Written task:
Locate every line in the listing below that contains the string "helicopter", and copy each one out. Case matters when matching.

--- BEGIN Task input ---

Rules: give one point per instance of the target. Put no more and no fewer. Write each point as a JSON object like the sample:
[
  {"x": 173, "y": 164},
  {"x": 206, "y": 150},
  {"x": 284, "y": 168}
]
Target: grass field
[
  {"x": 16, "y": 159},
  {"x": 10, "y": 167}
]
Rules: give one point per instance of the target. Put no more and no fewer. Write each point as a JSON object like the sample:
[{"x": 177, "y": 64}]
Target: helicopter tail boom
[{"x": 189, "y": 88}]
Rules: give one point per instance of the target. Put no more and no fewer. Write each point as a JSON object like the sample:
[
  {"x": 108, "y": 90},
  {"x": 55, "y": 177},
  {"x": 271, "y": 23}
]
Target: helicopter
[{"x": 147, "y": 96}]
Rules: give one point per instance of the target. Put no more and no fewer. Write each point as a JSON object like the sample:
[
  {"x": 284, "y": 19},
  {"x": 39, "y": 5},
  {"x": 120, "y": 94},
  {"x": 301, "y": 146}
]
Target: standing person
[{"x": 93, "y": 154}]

--- END Task input ---
--- BEGIN Task input ---

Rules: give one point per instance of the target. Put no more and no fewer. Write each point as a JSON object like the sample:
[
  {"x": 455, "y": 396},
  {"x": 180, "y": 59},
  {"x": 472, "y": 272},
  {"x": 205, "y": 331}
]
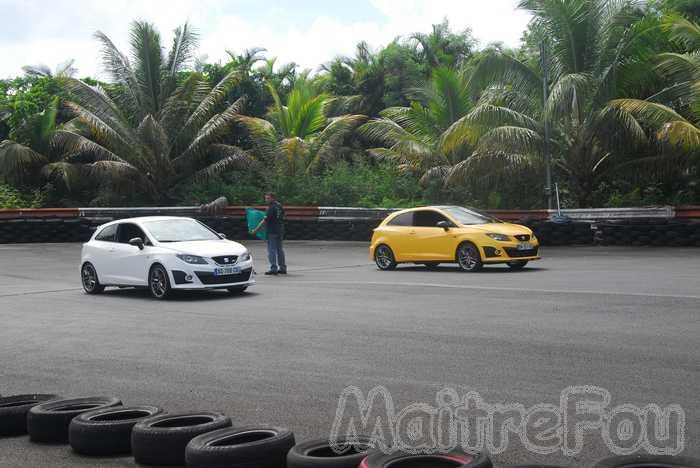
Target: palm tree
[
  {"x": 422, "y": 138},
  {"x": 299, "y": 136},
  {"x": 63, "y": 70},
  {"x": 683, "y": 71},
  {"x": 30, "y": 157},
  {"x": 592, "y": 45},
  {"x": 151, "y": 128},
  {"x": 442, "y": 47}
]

--- END Task input ---

In response:
Target: helicopter tail boom
Target: helicopter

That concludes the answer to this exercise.